**Region pointing data:**

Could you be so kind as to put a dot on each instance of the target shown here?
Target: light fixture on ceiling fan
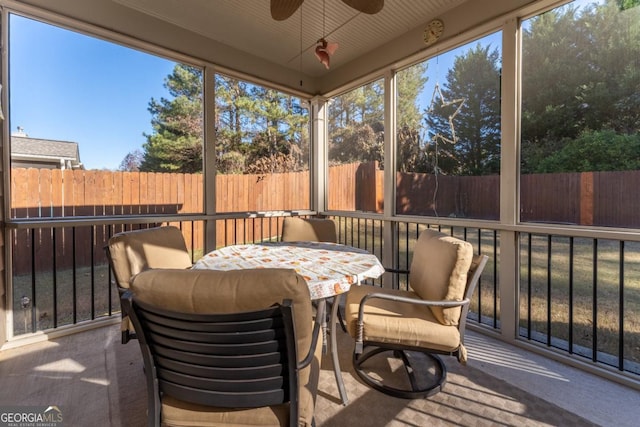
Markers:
(282, 9)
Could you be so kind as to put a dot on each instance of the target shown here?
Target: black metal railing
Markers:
(582, 295)
(60, 273)
(579, 295)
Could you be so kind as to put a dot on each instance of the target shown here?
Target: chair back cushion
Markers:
(308, 230)
(439, 272)
(134, 251)
(215, 291)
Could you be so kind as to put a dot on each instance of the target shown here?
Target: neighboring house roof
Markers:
(65, 153)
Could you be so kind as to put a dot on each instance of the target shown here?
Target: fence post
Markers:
(586, 198)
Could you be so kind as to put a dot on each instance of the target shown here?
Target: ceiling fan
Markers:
(282, 9)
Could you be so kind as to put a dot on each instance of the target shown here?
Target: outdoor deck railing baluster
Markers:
(577, 294)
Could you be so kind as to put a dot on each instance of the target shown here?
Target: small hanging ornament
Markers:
(324, 50)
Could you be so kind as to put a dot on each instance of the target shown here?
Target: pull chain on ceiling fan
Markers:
(324, 49)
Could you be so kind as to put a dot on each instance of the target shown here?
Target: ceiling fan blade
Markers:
(282, 9)
(366, 6)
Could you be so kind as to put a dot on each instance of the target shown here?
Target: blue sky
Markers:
(70, 87)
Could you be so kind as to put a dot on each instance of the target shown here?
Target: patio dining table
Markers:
(329, 269)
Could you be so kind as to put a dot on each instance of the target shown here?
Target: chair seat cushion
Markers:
(393, 322)
(181, 414)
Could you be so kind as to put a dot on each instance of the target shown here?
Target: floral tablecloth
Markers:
(328, 268)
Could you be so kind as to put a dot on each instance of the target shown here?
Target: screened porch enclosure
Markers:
(518, 131)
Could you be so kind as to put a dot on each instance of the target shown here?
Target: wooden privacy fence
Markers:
(591, 198)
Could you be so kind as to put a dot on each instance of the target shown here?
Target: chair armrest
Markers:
(406, 300)
(396, 270)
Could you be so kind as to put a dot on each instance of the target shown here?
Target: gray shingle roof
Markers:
(44, 147)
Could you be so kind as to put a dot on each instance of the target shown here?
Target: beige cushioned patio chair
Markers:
(308, 230)
(131, 252)
(232, 348)
(416, 324)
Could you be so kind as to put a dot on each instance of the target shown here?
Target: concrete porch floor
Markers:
(96, 381)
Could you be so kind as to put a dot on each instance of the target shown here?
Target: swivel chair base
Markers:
(416, 366)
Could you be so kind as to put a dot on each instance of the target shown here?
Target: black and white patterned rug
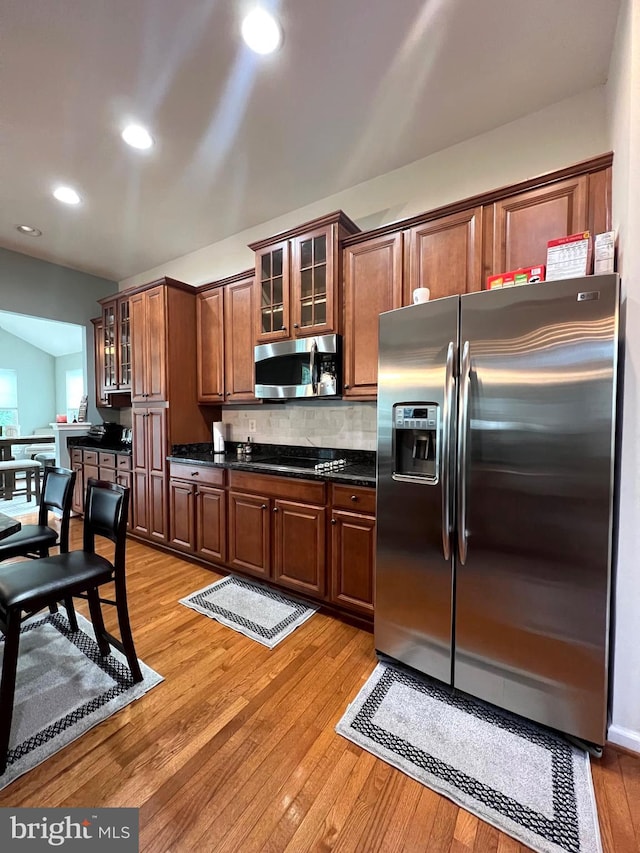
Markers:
(255, 610)
(64, 687)
(520, 777)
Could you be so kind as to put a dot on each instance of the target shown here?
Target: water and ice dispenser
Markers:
(416, 442)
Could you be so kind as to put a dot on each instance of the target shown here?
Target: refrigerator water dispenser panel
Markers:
(416, 442)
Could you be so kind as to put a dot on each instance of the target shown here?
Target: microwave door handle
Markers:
(312, 366)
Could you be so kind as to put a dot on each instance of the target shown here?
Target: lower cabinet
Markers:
(277, 528)
(106, 465)
(353, 545)
(197, 510)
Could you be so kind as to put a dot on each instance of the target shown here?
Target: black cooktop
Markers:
(287, 461)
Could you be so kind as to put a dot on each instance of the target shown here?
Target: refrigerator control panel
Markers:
(416, 417)
(416, 442)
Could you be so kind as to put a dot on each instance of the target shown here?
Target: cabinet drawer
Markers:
(354, 498)
(278, 487)
(197, 473)
(123, 462)
(106, 460)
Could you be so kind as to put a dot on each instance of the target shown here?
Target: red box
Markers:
(525, 275)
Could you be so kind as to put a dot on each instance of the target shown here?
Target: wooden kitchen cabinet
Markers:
(225, 317)
(277, 529)
(149, 356)
(524, 223)
(250, 533)
(149, 477)
(353, 544)
(197, 511)
(372, 284)
(298, 283)
(299, 546)
(445, 255)
(116, 344)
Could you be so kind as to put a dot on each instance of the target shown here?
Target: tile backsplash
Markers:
(312, 424)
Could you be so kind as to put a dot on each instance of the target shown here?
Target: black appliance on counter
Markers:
(108, 433)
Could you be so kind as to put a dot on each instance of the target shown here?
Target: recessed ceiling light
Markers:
(27, 229)
(66, 195)
(261, 31)
(137, 136)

**Exercise prompt:**
Reproduce all of the entries above word for word, but leave out their pictures.

**Task answer:**
Could you be so kind as to put a dot on each instance of the target shown here?
Target: light fixture on ceiling fan
Markers:
(282, 9)
Could you be so kind as to put a dot on each instance of the target shown here?
Target: black metal railing
Markers:
(582, 295)
(60, 273)
(579, 295)
Could you be so kind as to put a dot on each instance of the target shown here?
Target: chair back cushion
Markers:
(308, 230)
(439, 272)
(134, 251)
(215, 291)
Could you be so kind as to put a dot on each instance of the target shown here?
Target: neighboring house roof
Markers:
(65, 153)
Could you be so kind as to put a dot on each instance of the target shown here?
Target: fence post
Markers:
(586, 198)
Could you be so kind as to put a dot on each instance of the target shown here?
Target: ceiling fan
Markers:
(282, 9)
Could you be so kind as to put a dot on each instance of the target shown here?
Target: outdoor deck railing baluster
Markers:
(577, 294)
Could you be so kind as to put a dot on each instance of the target shown here?
Target: small hanging ornament
Markers:
(324, 50)
Could you be so kind as to put a dot on each instance of the target shown here?
Target: pull chain on ceiling fan
Markers:
(324, 49)
Could you be so kind as to put a dot on each instance of the target shown here?
Target: ceiling fan blade
Markers:
(282, 9)
(366, 6)
Could you be so kind as to put a dot on each instance of the target shown here?
Target: blue sky
Markers:
(70, 87)
Could you be so kind as to put a dot on each instance of the target shown here?
Target: patio dining table
Markers:
(329, 269)
Could you be so kind as to put a dot on each instance of the target shown here?
Target: chair seat cushion
Markers:
(393, 322)
(181, 414)
Could you be so kind as to put a dot on each instance of the target shown here?
Target: floral tablecloth
Markers:
(328, 268)
Could you be so kind as to put a dot on each instance of the target shown here?
Target: screened porch enclosure
Markers:
(518, 131)
Could you be so kind as to put a dot on each instance of the target shown here?
Target: wooden privacy fence
Markers:
(591, 198)
Could you be so kind as to put a dot on each instance of the target shown here?
Target: chair armrest
Markers:
(406, 300)
(396, 270)
Could you be so kind as to put a dot on each instance of the target shown here?
Target: gray shingle roof
Markers:
(44, 147)
Could you be so kind as to put a dot on each instance of the target shown here?
Target: beige cushioned patio chair
Markers:
(308, 230)
(131, 252)
(232, 348)
(416, 324)
Could you be so kind as to put a dot on each instance of the target shown here?
Target: concrete porch floor
Markers:
(96, 381)
Could you be so kind as to put a dot on each instance of the target shown here?
Target: swivel chair base
Markers:
(416, 366)
Could you be so kind as to put a dot on each instance of the target shown here?
Target: black and white patterned rug
Markers:
(255, 610)
(64, 687)
(520, 777)
Could you be so kind as to put a dot on each instance of the target shown here?
Target: water and ice dispenser
Markers:
(416, 442)
Could you be so kind as to put a dot on each instance of the target shown here?
Target: refrigerator water dispenser panel
Markers:
(416, 442)
Could you be so kind as to put a dot on each instance of the target shown here?
Target: microwave door handle
Markers:
(312, 366)
Could you be so kind as to put a dot on each instance of the target shown here?
Target: lower cabinet
Markers:
(277, 528)
(106, 465)
(353, 545)
(197, 510)
Could you be so kind as to put a dot on each instance of the target shown here?
Target: black cooktop
Markers:
(287, 461)
Could you be so kind as to put a dot on each instance of the target shown here?
Target: refrigerator control panel
Markers:
(416, 417)
(416, 442)
Could you be so kind as to put a dot on each instance of the target shown here?
Target: cabinet drawer
Markers:
(354, 498)
(278, 487)
(197, 473)
(123, 462)
(106, 460)
Could you be so kind as to put a dot on each instance of the target shown here?
Target: red box
Markers:
(525, 275)
Could you be so kind as to put a dot on each instance of the target shown here?
Target: wooden kitchen cabinet
Markers:
(225, 317)
(277, 529)
(149, 356)
(524, 223)
(250, 533)
(149, 477)
(353, 544)
(197, 511)
(372, 284)
(298, 283)
(299, 546)
(445, 255)
(116, 344)
Could you be so kind as to put a dot on each instance of the target shown here?
Target: tile backsplash
Markers:
(312, 424)
Could you be so kind as to put a dot on each instance of the target shown here?
Target: black appliance on counter
Markers:
(108, 433)
Could you be so kind as to put a dot on each instance of the target shown here?
Target: recessed ceiling light
Markers:
(27, 229)
(66, 195)
(261, 31)
(137, 136)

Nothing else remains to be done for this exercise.